Work item
Restate word for word the lines of the data below, from the first through the one that has "Target: dirt road".

◆ ◆ ◆ ◆

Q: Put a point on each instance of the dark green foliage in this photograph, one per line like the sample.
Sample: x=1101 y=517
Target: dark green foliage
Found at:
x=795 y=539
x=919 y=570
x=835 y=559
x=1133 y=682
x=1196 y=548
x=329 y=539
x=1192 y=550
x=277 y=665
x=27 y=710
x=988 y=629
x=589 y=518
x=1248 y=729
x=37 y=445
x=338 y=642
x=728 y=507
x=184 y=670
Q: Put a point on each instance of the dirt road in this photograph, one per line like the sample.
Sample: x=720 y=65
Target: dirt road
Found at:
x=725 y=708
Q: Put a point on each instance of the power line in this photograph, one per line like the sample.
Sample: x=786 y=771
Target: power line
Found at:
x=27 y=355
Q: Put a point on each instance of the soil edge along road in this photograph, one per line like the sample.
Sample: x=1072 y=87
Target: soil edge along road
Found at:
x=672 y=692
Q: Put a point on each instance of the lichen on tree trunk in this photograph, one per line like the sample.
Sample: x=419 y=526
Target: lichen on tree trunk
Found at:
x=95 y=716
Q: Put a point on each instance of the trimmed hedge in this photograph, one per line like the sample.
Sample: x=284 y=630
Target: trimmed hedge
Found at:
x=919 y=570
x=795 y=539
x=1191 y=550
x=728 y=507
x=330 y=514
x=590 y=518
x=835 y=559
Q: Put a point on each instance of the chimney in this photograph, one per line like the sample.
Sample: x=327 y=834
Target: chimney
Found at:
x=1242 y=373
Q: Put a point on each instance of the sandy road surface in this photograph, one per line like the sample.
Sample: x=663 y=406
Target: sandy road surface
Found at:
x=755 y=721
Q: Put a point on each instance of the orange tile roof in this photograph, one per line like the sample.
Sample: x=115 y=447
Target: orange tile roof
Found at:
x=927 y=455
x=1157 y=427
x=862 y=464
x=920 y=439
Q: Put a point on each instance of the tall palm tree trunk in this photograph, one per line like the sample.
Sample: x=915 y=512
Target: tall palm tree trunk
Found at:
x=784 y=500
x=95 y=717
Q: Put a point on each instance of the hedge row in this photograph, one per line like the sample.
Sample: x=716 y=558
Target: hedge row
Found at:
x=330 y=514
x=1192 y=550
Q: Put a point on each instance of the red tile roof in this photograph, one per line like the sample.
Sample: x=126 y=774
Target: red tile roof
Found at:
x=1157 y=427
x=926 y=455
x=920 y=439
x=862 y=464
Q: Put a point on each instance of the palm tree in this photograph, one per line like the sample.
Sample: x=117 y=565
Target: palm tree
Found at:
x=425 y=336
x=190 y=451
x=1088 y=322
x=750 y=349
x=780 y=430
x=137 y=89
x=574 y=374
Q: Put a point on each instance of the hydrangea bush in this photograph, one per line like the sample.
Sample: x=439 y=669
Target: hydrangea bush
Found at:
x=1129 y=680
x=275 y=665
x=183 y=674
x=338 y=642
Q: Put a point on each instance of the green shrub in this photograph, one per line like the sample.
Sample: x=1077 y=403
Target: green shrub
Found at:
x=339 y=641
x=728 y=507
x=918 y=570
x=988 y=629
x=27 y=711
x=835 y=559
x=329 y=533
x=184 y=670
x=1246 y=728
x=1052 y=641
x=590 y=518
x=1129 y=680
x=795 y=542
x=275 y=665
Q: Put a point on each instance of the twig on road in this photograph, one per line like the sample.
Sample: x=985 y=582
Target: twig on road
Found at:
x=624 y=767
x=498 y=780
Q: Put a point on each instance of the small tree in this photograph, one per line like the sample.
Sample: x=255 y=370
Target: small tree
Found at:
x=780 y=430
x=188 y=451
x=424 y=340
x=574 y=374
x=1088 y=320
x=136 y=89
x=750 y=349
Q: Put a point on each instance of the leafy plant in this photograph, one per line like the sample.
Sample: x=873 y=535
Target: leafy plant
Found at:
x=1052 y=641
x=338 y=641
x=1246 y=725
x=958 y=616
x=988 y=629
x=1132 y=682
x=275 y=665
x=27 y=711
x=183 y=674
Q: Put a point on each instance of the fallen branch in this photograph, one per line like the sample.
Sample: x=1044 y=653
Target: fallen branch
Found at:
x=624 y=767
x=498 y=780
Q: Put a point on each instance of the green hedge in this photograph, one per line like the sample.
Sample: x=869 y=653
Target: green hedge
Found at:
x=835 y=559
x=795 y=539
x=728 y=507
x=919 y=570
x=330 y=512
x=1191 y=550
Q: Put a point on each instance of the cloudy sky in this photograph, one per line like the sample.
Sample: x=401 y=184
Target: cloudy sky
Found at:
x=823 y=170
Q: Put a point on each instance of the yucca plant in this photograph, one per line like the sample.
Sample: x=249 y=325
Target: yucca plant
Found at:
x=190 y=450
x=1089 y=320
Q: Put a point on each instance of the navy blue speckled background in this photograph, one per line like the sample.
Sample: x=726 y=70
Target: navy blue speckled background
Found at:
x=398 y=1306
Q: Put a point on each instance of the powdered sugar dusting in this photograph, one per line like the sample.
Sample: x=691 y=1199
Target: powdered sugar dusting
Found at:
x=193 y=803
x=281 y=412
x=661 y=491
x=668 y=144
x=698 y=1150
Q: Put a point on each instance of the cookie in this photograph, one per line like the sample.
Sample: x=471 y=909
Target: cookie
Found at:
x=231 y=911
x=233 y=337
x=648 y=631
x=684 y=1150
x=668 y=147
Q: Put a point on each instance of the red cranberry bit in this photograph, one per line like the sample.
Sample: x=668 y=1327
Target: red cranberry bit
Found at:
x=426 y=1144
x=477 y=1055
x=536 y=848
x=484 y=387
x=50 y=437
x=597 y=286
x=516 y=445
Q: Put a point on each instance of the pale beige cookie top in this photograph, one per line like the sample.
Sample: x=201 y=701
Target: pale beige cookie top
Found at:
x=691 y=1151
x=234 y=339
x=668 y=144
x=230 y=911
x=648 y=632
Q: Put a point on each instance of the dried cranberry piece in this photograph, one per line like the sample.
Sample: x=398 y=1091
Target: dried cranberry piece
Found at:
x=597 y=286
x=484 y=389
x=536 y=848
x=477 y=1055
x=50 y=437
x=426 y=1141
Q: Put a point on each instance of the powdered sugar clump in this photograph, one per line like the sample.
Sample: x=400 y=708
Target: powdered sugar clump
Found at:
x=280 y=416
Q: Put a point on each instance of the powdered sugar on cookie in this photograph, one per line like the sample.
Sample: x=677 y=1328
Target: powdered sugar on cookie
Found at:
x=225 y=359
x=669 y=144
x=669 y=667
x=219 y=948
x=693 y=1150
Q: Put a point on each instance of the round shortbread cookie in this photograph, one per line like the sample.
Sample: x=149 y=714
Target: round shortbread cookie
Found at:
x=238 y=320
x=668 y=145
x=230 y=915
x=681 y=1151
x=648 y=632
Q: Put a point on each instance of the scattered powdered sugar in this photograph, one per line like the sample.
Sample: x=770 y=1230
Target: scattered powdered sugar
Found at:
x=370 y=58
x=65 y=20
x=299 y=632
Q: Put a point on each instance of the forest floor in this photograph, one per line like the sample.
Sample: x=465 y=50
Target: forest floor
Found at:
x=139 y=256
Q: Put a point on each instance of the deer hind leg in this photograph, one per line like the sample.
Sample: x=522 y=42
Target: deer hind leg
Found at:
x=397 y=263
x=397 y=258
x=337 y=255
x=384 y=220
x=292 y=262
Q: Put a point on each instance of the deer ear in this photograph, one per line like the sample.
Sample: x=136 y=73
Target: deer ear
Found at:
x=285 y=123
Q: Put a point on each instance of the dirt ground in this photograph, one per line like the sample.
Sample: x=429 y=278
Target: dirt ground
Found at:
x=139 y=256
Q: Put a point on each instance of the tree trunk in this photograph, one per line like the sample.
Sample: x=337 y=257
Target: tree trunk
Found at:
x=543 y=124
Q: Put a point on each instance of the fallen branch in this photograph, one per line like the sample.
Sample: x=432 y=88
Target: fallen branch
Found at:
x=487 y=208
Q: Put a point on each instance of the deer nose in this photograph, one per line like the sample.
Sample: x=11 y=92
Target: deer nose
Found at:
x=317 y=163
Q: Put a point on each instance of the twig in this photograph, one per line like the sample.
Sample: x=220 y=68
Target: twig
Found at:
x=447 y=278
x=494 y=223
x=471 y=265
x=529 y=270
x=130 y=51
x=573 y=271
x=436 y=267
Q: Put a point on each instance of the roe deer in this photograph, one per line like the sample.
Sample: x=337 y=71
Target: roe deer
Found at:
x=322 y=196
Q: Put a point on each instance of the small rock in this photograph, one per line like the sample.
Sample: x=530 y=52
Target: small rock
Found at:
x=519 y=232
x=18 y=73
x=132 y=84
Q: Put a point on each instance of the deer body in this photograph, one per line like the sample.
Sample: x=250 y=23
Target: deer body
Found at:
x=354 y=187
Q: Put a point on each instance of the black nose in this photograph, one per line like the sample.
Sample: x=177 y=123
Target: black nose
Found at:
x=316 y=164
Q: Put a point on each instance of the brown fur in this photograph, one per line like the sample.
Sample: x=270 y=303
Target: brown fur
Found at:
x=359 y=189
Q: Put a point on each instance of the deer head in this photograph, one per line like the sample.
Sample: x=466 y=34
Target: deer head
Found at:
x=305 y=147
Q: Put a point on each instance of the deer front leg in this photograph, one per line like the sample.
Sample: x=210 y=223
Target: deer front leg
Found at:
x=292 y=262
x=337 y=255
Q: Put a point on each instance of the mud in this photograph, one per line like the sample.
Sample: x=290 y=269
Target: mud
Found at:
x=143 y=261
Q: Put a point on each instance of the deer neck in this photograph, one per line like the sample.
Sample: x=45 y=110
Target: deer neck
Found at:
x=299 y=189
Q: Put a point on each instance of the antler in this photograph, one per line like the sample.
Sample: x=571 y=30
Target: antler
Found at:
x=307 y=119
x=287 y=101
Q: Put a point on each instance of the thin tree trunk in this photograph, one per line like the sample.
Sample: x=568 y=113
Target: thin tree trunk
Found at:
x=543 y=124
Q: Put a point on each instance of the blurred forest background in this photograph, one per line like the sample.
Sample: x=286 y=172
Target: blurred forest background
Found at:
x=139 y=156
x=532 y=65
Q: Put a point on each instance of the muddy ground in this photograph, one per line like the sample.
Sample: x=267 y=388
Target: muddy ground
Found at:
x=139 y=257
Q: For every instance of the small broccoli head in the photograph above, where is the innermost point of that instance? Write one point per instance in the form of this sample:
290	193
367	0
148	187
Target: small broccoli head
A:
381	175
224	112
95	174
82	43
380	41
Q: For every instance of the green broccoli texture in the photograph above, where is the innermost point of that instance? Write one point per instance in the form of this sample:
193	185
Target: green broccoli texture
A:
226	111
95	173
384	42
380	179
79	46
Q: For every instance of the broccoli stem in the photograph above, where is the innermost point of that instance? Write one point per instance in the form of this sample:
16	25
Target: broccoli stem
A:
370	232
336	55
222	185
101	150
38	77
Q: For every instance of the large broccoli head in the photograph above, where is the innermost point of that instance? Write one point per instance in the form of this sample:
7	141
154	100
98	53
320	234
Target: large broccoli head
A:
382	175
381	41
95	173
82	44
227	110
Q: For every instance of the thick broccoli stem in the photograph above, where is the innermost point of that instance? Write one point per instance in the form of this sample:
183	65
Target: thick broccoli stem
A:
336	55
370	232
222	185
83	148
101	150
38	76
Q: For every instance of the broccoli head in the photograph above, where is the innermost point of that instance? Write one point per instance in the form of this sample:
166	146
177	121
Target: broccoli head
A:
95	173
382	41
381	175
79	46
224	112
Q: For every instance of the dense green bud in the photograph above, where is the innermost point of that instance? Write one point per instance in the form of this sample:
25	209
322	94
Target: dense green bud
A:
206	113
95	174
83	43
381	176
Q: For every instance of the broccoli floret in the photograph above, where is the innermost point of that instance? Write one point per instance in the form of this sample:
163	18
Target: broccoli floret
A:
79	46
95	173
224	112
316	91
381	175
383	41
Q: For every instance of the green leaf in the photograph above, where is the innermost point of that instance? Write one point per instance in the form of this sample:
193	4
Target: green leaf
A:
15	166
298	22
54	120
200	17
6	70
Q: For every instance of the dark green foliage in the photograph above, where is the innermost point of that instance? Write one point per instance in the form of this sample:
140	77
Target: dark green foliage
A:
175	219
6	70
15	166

◆ ◆ ◆ ◆

Your response
Q: Put a point on each instance of the dark green foliage in this photograph, one per line like the sample.
Sample: x=1101 y=517
Target: dark green foliage
Found at:
x=795 y=539
x=919 y=570
x=835 y=559
x=1133 y=682
x=1196 y=548
x=329 y=539
x=1192 y=550
x=277 y=665
x=27 y=710
x=988 y=629
x=589 y=518
x=1248 y=729
x=37 y=445
x=338 y=642
x=728 y=507
x=184 y=670
Q: Put a point on each instance of the dirt road in this photograph, one per line like the sample.
Sample: x=720 y=65
Target: dirt road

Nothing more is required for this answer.